→ **What you will do**
Could you give the data below again, exactly and completely?

Begin Records shown

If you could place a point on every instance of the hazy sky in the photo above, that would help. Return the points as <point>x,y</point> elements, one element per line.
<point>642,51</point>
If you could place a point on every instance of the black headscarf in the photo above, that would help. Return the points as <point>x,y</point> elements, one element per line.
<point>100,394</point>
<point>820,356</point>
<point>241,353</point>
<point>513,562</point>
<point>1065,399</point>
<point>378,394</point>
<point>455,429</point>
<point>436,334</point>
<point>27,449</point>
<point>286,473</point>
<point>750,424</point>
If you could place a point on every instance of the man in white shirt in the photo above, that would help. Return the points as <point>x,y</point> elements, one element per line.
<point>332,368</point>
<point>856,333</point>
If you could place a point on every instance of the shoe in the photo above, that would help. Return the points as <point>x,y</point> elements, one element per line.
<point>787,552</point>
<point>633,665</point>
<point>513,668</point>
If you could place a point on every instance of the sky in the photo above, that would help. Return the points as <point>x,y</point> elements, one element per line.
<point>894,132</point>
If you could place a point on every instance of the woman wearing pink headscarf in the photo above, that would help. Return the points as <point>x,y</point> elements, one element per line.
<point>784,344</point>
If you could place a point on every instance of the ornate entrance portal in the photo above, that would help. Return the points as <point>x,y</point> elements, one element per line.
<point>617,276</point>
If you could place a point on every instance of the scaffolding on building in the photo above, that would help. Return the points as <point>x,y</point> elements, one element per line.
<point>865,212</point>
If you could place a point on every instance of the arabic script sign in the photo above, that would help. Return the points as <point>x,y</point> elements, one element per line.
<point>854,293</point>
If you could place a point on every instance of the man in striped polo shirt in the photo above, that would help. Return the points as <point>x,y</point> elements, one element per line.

End Records shown

→ **Exercise solution**
If you could place a point on every instance of the hazy sky in the photo above, that would help. Return the points as <point>x,y</point> elements, one element per line.
<point>642,51</point>
If you could place a point on every instance of the black headscarf in the photo above, that would help. Return the points as <point>x,y</point> elements, one element per line.
<point>100,394</point>
<point>820,356</point>
<point>241,353</point>
<point>513,562</point>
<point>1065,399</point>
<point>378,394</point>
<point>455,429</point>
<point>436,334</point>
<point>27,449</point>
<point>286,473</point>
<point>750,424</point>
If you could place a point on every instance of the man in white shirt in the photo above, that would help. Return the points as <point>x,y</point> elements, one element per line.
<point>332,368</point>
<point>856,333</point>
If you could place a point on every instance of the shoe in the photo above, that would help. Return the points as <point>x,y</point> elements, one element per line.
<point>787,552</point>
<point>633,665</point>
<point>513,668</point>
If you could place a point on every instance of the sky in the photo above, that would help. Return the points as <point>x,y</point> elements, one element per line.
<point>894,132</point>
If you could place a point on every instance of the woman wearing pink headscarf in the photo above, that would help. Return the points as <point>x,y</point> elements, one element per line.
<point>784,344</point>
If you could place a point on every instance of the ornate entrance portal in the photo above, that would help. Return the points as <point>x,y</point> elements, one element per line.
<point>617,276</point>
If you could place a point on every instance of the scaffolding on building in the photo above, that would help. Return the points as <point>x,y</point> elements, one element per line.
<point>865,212</point>
If you could place a point on every instance of the arabic script sign in the photo above, that would help. Return the points as <point>x,y</point> elements, one element per line.
<point>854,293</point>
If you could place a point on every instance of the man in striped polo shirt in the photo above, that would help. Return the points as <point>x,y</point> elements, one element per line.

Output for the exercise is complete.